#### Work to be completed:
Exactly reproduce the lines beginning with the line that includes "The service MUST return one point per instance of the distant" and ending with the last line of the data.

..............................

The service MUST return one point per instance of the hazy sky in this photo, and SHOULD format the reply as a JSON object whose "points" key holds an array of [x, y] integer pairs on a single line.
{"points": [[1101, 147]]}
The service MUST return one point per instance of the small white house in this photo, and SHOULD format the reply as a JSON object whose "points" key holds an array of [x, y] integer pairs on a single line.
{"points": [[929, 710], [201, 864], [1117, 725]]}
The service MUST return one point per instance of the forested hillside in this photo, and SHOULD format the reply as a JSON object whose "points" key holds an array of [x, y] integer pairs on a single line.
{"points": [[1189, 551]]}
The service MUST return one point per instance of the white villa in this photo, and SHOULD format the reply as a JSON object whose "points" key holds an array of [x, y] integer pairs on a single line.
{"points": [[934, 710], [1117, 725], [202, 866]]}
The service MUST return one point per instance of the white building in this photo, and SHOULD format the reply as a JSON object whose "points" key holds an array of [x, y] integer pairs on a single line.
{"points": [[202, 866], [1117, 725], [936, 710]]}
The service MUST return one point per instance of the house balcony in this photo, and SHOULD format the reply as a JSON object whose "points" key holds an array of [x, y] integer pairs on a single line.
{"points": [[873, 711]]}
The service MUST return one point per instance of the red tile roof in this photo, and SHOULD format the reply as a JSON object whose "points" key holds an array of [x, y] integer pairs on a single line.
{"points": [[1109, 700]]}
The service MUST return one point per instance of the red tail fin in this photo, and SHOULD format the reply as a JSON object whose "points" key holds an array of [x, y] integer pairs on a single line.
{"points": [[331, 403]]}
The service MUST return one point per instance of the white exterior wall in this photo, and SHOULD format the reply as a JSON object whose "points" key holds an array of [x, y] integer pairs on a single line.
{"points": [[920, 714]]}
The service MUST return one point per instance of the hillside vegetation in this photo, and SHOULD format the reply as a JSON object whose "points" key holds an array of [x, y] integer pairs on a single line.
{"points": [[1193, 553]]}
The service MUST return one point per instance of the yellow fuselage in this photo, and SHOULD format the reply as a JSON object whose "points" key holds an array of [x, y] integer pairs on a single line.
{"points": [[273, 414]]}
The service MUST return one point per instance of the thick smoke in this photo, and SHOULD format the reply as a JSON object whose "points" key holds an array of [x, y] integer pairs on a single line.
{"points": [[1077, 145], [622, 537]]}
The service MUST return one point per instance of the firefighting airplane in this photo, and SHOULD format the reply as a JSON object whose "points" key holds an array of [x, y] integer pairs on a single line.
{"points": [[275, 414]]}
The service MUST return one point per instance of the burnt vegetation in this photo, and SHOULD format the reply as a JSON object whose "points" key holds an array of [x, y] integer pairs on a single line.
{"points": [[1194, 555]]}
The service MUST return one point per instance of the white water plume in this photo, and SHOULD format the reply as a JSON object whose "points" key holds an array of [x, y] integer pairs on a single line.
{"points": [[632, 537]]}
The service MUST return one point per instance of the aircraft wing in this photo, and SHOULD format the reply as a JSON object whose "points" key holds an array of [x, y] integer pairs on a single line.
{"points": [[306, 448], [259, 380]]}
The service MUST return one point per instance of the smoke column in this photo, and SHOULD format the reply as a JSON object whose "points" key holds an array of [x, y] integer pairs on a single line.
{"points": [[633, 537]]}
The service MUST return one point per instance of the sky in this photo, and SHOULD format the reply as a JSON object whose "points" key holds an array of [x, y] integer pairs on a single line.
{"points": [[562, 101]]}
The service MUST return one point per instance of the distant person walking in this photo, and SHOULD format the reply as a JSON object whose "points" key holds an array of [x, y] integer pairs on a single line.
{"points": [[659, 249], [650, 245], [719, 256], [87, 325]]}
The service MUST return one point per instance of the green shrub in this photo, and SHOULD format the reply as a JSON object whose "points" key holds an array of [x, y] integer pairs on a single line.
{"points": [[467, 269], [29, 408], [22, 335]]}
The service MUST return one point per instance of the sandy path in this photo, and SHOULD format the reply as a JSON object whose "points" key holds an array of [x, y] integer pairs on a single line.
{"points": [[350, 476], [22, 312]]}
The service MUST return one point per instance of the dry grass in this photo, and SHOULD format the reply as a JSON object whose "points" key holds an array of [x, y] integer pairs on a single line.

..............................

#### Output for this task:
The service MUST return one point per instance of the distant person walking in this photo, and SHOULD format the reply as a JSON object whose "points" key holds an array of [x, y] integer pairs on a single line.
{"points": [[659, 249], [650, 245], [719, 256], [87, 325]]}
The service MUST return one point per instance of the green shrub in this photo, and SHOULD format the reply as a JSON object whose "points" key holds an array of [x, y] integer pairs on a single line.
{"points": [[467, 269], [29, 408], [22, 335]]}
The service MUST return one point per instance of the sandy path in this photo, and SHOULD format the reply as a JSON object whose "points" key holds an array of [x, y] integer pairs on a single line.
{"points": [[350, 476], [22, 312]]}
The service MUST return one point per instance of the dry grass in this photo, and SHOULD format the reply as a JSON object whose "points" key holds an array of [x, y] integer pairs on a single line.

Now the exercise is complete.